** start of SUPPLIED TEXT **
As a coach, I would never have thought to ask for more flex time. It’s shocking to hear this, but not absurd. I can understand. If you can’t make the commitment to do both then you might have to choose one (family or head coaching).

COMMENTS

  1. oldtimer808 April 19, 2016 5:41 pm

    I understand where Okimoto is coming from and I am in total disagreement with the AD who choose not to be identified. A lot of coaches do exactly what the AD suggested and leave coaching because the burden is just too much. Ultimately the kids suffer with revolving door coaches who are unable to commit their time and energy. To say choose your family or commitment to coaching is blatantly status quo and wrong. There needs to be a meeting of the minds and spirit and not have that kind of attitude of you knew the circumstances before you committed as a coach so take it or leave…ts.


  2. Jeezy33 April 19, 2016 6:04 pm

    The coaching pay is fine as it is. Most of these coaches aren’t even developing high level college ready players (both academically and on the field) anyway with a few exceptions. When is the last time Aiea even sent a player to a division I school, much less have someone start for them? In the ’70s?

    Geez.

    I watch a lot of high school ball and I can evaluate talent along with my inside sources. If the coaches want mainland pay, then they better start giving mainland results.


  3. Mahatma Gandhi April 19, 2016 6:36 pm

    Jeezy, Aiea along with so many other OIA schools, is getting their roster raided by the ILH. Aiea never was a football power. Baseball was always their sport.
    Lawrence Lagafuaina was a Div 1 player, played at Washington. Yeah, that Washington, Pac-12 Washington.
    Moronai Ufiufui was back in the late 1980s.


  4. 88 April 19, 2016 7:07 pm

    Jeezy, The ILH coaches raid the elite talent from around the state so that their pay can be comparable to the mainland. Cal Lee has been doing it for years and his reward is that his name is enshrined in Hawaii high school history because of their multiple state championships in the 90’s. Not that hard to win games when you recruit all the best talent on Oahu at one school (St. Louis). Look at Cal Lee now, cant even win an ILH championship because Punahou joined the party and is recruiting more talent to their football team.
** end of SUPPLIED TEXT **
** start of MATERIAL PROVIDED **
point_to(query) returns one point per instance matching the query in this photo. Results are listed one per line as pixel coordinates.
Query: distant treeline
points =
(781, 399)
** end of MATERIAL PROVIDED **
[WRITTEN PROBLEM] For each statement below, say whether it agrees with the coaching text above. Answer yes or no, and quote the deciding words from the text. (a) One commenter says Aiea was never a football power and that baseball was always its sport. (b) A commenter says Lawrence Lagafuaina played at Oregon. (c) The commenter oldtimer808 agrees with the AD who chose not to be identified.

[TASK OUTPUT]
(a) Yes: "Aiea never was a football power. Baseball was always their sport."
(b) No: "Lawrence Lagafuaina was a Div 1 player, played at Washington."
(c) No: "I am in total disagreement with the AD who choose not to be identified."